* SHORT TASK: Reproduce every line of the items below verbatim, leaving nothing out and changing nothing.

* STORED DATA:

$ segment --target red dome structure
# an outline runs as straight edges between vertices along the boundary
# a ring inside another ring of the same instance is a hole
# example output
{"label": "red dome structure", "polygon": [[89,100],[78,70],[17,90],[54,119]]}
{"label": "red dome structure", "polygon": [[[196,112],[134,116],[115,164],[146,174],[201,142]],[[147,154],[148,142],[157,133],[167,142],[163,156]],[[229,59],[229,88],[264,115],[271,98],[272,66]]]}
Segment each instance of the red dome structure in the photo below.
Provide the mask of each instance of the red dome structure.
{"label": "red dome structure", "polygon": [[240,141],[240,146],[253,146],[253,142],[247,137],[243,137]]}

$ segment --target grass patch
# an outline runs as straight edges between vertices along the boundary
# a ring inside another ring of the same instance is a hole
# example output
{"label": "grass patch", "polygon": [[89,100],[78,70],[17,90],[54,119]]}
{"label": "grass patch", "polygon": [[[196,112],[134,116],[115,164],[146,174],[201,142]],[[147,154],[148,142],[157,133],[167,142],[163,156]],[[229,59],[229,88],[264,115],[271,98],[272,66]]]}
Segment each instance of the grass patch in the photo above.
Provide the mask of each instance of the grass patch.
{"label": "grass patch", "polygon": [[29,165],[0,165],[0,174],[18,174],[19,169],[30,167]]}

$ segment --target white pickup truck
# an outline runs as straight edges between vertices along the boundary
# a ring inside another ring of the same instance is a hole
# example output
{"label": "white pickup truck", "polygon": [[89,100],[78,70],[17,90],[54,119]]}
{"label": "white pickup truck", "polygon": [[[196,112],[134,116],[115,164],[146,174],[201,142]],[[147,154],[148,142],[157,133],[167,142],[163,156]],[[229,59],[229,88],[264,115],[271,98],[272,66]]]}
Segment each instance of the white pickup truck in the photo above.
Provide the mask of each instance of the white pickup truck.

* FULL ANSWER:
$ segment --target red dome structure
# an outline runs as straight edges between vertices along the boundary
# a ring inside another ring of the same instance is a hole
# example output
{"label": "red dome structure", "polygon": [[89,100],[78,70],[17,90],[54,119]]}
{"label": "red dome structure", "polygon": [[[196,112],[134,116],[115,164],[146,174],[201,142]],[[147,154],[148,142],[157,133],[167,142],[163,156]],[[229,59],[229,88],[264,115],[271,98],[272,66]]]}
Segment each instance of the red dome structure in the photo below.
Provide the mask of each instance of the red dome structure.
{"label": "red dome structure", "polygon": [[240,141],[240,146],[253,146],[253,142],[247,137],[243,137]]}

$ segment --target grass patch
# an outline runs as straight edges between vertices along the boundary
# a ring inside another ring of the same instance is a hole
# example output
{"label": "grass patch", "polygon": [[89,100],[78,70],[17,90],[54,119]]}
{"label": "grass patch", "polygon": [[[196,112],[134,116],[115,164],[146,174],[201,142]],[[147,154],[148,142],[157,133],[167,142],[163,156]],[[229,59],[229,88],[264,115],[271,98],[272,66]]]}
Segment each instance of the grass patch in the photo above.
Provide the mask of each instance of the grass patch.
{"label": "grass patch", "polygon": [[29,165],[0,165],[0,174],[18,174],[19,169],[30,167]]}

$ segment --target white pickup truck
# an outline runs as straight edges between vertices along the boundary
# a ring inside another ring of the same instance is a hole
# example output
{"label": "white pickup truck", "polygon": [[89,100],[78,70],[17,90],[54,119]]}
{"label": "white pickup truck", "polygon": [[[196,112],[134,116],[115,164],[146,174],[201,142]],[[147,154],[148,142],[157,133],[167,142],[163,156]],[[229,59],[229,88],[264,115],[271,98],[272,66]]]}
Segment each instance of the white pickup truck in the photo above.
Provide the mask of each instance of the white pickup truck.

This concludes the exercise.